[begin PROVIDED RECORDS]

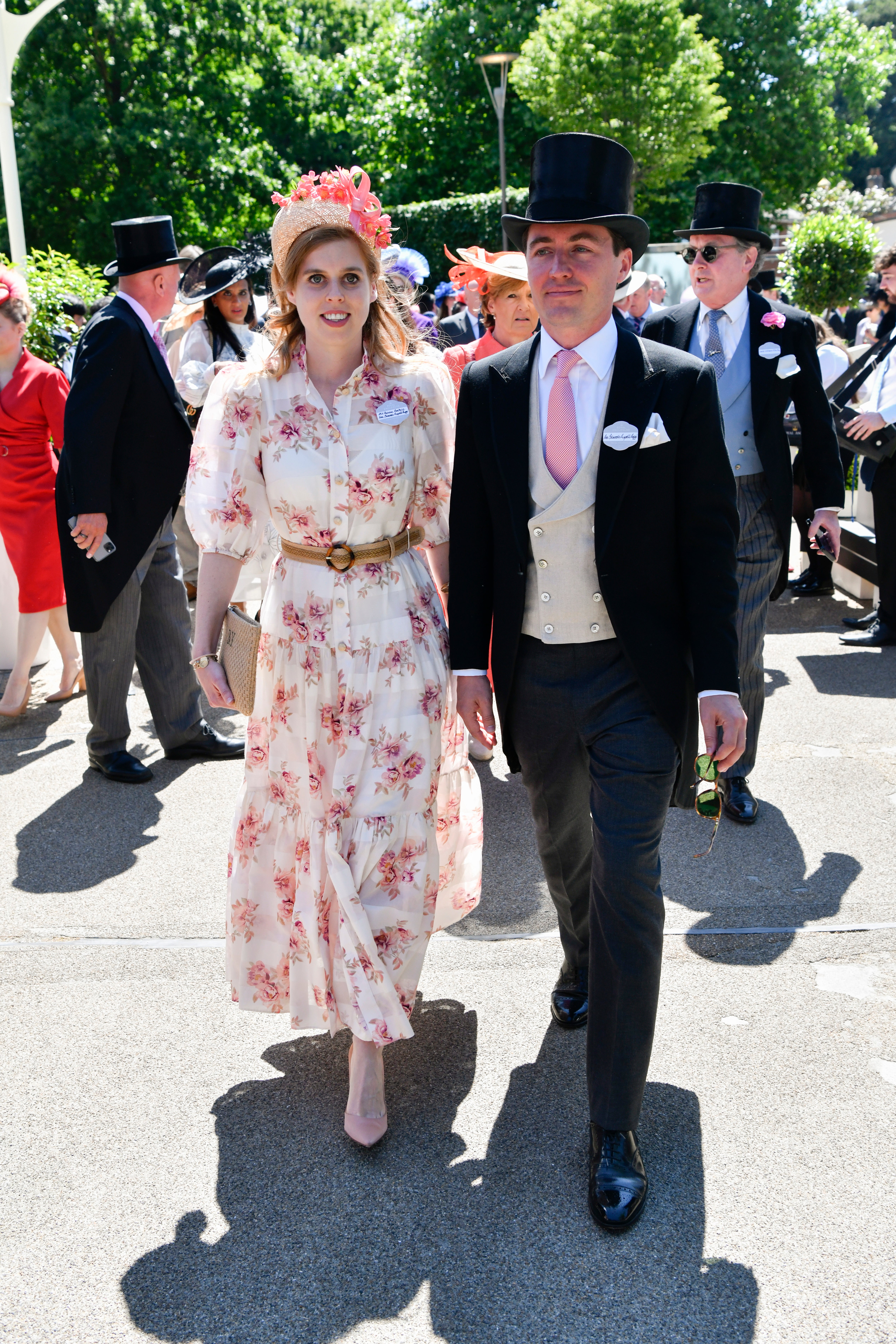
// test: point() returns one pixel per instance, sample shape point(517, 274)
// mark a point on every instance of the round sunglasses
point(709, 253)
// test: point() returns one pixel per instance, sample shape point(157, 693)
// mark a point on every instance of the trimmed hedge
point(457, 221)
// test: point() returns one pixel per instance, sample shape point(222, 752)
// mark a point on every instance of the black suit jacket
point(457, 331)
point(770, 397)
point(665, 529)
point(126, 453)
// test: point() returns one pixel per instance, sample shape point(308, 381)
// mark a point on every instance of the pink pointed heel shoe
point(365, 1130)
point(21, 709)
point(66, 693)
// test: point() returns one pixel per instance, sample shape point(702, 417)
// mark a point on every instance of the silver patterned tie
point(714, 353)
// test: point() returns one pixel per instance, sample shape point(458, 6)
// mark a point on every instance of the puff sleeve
point(226, 498)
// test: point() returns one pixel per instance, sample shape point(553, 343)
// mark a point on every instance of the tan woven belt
point(342, 557)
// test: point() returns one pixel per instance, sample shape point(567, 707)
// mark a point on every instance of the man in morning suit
point(126, 458)
point(593, 541)
point(764, 354)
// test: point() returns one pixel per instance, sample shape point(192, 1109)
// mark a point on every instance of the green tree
point(637, 70)
point(827, 260)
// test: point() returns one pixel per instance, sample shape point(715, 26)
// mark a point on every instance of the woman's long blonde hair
point(383, 335)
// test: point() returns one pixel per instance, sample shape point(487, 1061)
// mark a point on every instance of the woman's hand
point(214, 683)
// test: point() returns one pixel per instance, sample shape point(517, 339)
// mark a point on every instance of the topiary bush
point(52, 277)
point(457, 221)
point(827, 261)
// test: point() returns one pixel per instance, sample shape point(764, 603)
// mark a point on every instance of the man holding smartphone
point(126, 456)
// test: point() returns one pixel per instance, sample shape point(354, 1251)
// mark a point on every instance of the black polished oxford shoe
point(209, 746)
point(120, 767)
point(738, 802)
point(862, 623)
point(875, 638)
point(570, 999)
point(617, 1179)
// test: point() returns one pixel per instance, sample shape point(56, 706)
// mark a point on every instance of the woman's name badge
point(620, 435)
point(392, 412)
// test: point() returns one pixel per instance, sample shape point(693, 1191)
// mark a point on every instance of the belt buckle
point(341, 546)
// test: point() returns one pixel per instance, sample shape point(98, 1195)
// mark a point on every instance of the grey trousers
point(600, 771)
point(150, 624)
point(187, 549)
point(760, 557)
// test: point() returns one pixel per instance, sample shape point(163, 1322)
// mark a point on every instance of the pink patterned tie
point(561, 449)
point(160, 346)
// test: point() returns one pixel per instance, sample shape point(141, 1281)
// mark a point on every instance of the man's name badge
point(620, 435)
point(392, 412)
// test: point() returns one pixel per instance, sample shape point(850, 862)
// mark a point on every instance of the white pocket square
point(655, 433)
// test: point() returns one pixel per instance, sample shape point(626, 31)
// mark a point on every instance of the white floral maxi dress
point(359, 825)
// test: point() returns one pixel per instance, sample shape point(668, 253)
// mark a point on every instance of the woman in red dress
point(33, 401)
point(507, 310)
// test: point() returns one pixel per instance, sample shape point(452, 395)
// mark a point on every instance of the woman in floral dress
point(358, 830)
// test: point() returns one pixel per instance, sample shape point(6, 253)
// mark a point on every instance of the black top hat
point(218, 268)
point(727, 208)
point(581, 179)
point(143, 245)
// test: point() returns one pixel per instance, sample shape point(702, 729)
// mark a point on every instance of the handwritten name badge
point(392, 412)
point(620, 435)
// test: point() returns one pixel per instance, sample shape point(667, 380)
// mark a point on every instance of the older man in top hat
point(126, 458)
point(764, 354)
point(593, 542)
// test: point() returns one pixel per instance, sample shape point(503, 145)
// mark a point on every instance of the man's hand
point(475, 707)
point(723, 712)
point(864, 425)
point(828, 519)
point(88, 533)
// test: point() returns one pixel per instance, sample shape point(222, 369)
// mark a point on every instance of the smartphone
point(824, 543)
point(105, 548)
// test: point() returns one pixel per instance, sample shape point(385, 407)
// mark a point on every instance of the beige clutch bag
point(240, 656)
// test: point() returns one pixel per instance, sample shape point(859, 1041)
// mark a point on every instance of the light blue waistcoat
point(737, 408)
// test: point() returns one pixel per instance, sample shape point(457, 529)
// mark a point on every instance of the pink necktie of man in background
point(561, 451)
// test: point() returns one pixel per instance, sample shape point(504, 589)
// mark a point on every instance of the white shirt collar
point(598, 351)
point(142, 314)
point(735, 308)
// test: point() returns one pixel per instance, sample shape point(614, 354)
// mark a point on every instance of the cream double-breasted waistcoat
point(563, 603)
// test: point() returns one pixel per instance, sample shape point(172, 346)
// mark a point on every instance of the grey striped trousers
point(150, 624)
point(760, 556)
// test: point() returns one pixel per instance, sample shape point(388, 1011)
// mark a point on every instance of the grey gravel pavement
point(177, 1170)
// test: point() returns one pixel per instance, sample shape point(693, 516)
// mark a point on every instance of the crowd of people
point(432, 501)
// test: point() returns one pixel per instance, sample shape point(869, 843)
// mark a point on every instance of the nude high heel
point(365, 1130)
point(21, 709)
point(66, 693)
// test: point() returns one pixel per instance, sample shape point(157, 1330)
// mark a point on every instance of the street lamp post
point(498, 95)
point(14, 30)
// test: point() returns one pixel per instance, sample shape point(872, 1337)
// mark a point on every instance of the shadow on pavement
point(867, 673)
point(755, 877)
point(324, 1237)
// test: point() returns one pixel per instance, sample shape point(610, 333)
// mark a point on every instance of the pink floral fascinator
point(13, 285)
point(332, 198)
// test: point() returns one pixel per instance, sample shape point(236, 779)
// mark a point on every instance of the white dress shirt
point(142, 314)
point(733, 319)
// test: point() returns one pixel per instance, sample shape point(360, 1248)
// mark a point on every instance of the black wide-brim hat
point(581, 179)
point(143, 245)
point(214, 271)
point(727, 208)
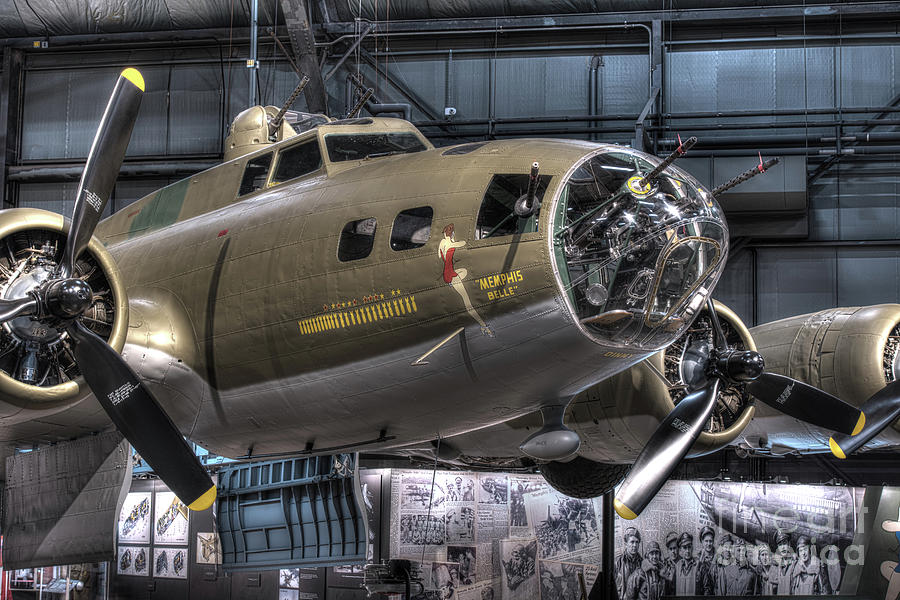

[end PROVIDED RECORDS]

__TO BE DONE__: Reproduce verbatim the stretch of the records above that opens with the line containing "shape point(452, 395)" and closes with the line containing "point(358, 830)", including both of those lines.

__THE OUTPUT__:
// test: point() returns one pixel per instance, sample shape point(452, 395)
// mark a point on every instance of the woman in floral dress
point(358, 830)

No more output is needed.